Goal: Give all of the lines again, with nothing added or dropped.

Exercise inputs:
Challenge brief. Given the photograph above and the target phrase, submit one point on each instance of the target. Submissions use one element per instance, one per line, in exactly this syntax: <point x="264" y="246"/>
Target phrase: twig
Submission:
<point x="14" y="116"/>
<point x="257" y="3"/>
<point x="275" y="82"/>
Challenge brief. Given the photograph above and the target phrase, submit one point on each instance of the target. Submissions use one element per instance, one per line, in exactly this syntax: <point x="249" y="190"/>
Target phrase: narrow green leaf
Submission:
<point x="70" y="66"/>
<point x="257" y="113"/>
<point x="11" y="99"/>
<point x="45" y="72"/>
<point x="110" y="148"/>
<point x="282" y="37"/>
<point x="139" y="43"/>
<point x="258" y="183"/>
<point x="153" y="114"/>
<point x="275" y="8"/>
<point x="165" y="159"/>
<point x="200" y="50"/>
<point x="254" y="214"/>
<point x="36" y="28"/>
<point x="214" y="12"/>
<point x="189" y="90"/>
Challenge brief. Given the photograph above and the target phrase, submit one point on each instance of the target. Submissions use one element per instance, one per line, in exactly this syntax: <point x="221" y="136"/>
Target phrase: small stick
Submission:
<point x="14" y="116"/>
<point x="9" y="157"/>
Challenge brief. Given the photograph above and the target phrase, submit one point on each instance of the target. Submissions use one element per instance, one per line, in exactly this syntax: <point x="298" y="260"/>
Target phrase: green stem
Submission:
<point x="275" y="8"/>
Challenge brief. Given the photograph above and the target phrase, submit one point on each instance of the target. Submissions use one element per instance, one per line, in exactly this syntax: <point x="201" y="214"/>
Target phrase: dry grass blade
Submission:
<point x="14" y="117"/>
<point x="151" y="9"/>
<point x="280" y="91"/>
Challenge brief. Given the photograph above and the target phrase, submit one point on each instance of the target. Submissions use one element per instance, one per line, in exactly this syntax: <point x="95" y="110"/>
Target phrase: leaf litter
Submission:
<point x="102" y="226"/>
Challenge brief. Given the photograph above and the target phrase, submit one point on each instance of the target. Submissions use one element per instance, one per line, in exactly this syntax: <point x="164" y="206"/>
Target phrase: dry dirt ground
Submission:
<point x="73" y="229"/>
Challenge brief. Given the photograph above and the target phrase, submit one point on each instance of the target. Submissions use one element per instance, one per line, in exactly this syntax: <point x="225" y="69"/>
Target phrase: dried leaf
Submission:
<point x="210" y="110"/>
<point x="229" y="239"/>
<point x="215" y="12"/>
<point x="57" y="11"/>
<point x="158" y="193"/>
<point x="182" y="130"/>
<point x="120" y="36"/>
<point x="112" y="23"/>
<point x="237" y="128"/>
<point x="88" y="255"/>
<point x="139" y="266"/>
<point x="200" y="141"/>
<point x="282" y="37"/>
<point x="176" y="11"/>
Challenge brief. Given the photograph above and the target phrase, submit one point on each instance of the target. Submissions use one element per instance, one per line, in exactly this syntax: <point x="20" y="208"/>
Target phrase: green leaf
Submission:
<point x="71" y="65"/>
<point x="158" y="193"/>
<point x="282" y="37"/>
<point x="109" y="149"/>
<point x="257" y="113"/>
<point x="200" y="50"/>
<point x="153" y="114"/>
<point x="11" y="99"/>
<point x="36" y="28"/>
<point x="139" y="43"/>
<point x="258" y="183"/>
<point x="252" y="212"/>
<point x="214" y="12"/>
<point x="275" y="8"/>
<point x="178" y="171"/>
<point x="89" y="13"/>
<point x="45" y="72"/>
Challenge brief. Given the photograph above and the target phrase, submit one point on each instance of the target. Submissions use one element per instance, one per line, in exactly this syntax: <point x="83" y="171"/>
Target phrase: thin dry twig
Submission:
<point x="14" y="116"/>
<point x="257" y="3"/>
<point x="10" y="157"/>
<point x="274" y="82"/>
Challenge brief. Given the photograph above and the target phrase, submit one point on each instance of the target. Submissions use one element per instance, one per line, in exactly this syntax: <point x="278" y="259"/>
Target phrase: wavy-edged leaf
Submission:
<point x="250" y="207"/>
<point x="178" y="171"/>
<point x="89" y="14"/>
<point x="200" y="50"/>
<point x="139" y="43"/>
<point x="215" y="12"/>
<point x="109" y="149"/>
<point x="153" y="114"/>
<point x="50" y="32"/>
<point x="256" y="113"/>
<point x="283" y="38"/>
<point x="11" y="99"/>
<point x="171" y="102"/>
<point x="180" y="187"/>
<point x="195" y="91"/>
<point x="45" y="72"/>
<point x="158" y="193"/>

Result for this task:
Challenge brief. Given the photograph above and the target phrase, submit one point on each instance of the target. Submissions use one element per instance, one per line, in exactly this syntax: <point x="264" y="246"/>
Target phrase: twig
Submission:
<point x="14" y="116"/>
<point x="257" y="3"/>
<point x="275" y="82"/>
Challenge brief. Given the photograph above and the target phrase, submit one point on each instance of the target. Submissions use one element per instance, one per line, in exactly this syntax: <point x="249" y="190"/>
Target phrase: narrow green leaf
Submission:
<point x="70" y="66"/>
<point x="257" y="113"/>
<point x="11" y="99"/>
<point x="45" y="72"/>
<point x="110" y="148"/>
<point x="282" y="37"/>
<point x="139" y="43"/>
<point x="258" y="183"/>
<point x="153" y="114"/>
<point x="275" y="8"/>
<point x="165" y="159"/>
<point x="200" y="50"/>
<point x="254" y="214"/>
<point x="36" y="28"/>
<point x="214" y="12"/>
<point x="189" y="90"/>
Challenge brief. Given the photograph above and the target phrase, submit one point on each instance of the target. Submissions use one element per instance, one per line, in exactly this syntax: <point x="221" y="136"/>
Target phrase: small stick
Submission:
<point x="14" y="116"/>
<point x="9" y="157"/>
Challenge brief. Given the photograph above and the target phrase, submit one point on each instance of the target. Submissions use one element per instance, one per line, in exactly this syntax: <point x="298" y="260"/>
Target phrase: green stem
Submission:
<point x="275" y="8"/>
Challenge brief. Given the photograph above and the target phrase, submit one point on each instance of the target. Submissions use one element per instance, one per line, in exactly this syntax: <point x="201" y="214"/>
Target phrase: dry grass blade
Submission:
<point x="14" y="117"/>
<point x="151" y="9"/>
<point x="280" y="91"/>
Challenge brief. Given the photograph above and the target phrase, submit one point on each instance of the target. Submissions use one element per instance, one per line, in exactly this syntax: <point x="95" y="110"/>
Target phrase: leaf litter
Submission:
<point x="102" y="226"/>
Challenge brief. Given the photograph above and the target phrase, submit one point on each instance of the target. Submissions use one element per instance, one per line, in exactly this syntax: <point x="164" y="206"/>
Target phrase: dry dirt ground
Submission:
<point x="73" y="229"/>
Challenge brief. Given the photograph above and the target phrase, submit one point on each instance of the target. Submissions use one element per instance, one per line, in exactly this syntax: <point x="225" y="69"/>
Target phrase: dried leaf
Submission:
<point x="210" y="110"/>
<point x="229" y="239"/>
<point x="215" y="12"/>
<point x="57" y="11"/>
<point x="158" y="193"/>
<point x="182" y="130"/>
<point x="120" y="36"/>
<point x="112" y="23"/>
<point x="237" y="128"/>
<point x="88" y="255"/>
<point x="139" y="266"/>
<point x="200" y="141"/>
<point x="282" y="37"/>
<point x="176" y="11"/>
Challenge brief. Given the photograph above and the target phrase, submit one point on each instance of the target. Submissions use one element per instance, one per line, in exactly this syntax: <point x="20" y="208"/>
Target phrase: green leaf
Submission:
<point x="71" y="65"/>
<point x="158" y="193"/>
<point x="282" y="37"/>
<point x="109" y="149"/>
<point x="257" y="113"/>
<point x="200" y="50"/>
<point x="153" y="114"/>
<point x="11" y="99"/>
<point x="36" y="28"/>
<point x="139" y="43"/>
<point x="258" y="183"/>
<point x="252" y="212"/>
<point x="214" y="12"/>
<point x="275" y="8"/>
<point x="178" y="171"/>
<point x="89" y="13"/>
<point x="45" y="72"/>
Challenge brief. Given the photograph above and the target phrase, submit one point on each instance of the target. Submissions use one element per instance, one per line, in exactly this syntax: <point x="83" y="171"/>
Target phrase: thin dry twig
Submission:
<point x="14" y="116"/>
<point x="257" y="3"/>
<point x="10" y="157"/>
<point x="274" y="82"/>
Challenge brief. Given the photograph above and the target phrase, submit one point on each instance of the target. Submissions use one element per instance, one per line, in exactly this syntax: <point x="278" y="259"/>
Target phrase: wavy-edged leaf
Submission:
<point x="250" y="207"/>
<point x="178" y="171"/>
<point x="89" y="14"/>
<point x="200" y="50"/>
<point x="139" y="43"/>
<point x="215" y="12"/>
<point x="109" y="149"/>
<point x="153" y="114"/>
<point x="50" y="32"/>
<point x="256" y="113"/>
<point x="283" y="38"/>
<point x="11" y="99"/>
<point x="171" y="102"/>
<point x="180" y="187"/>
<point x="195" y="91"/>
<point x="45" y="72"/>
<point x="158" y="193"/>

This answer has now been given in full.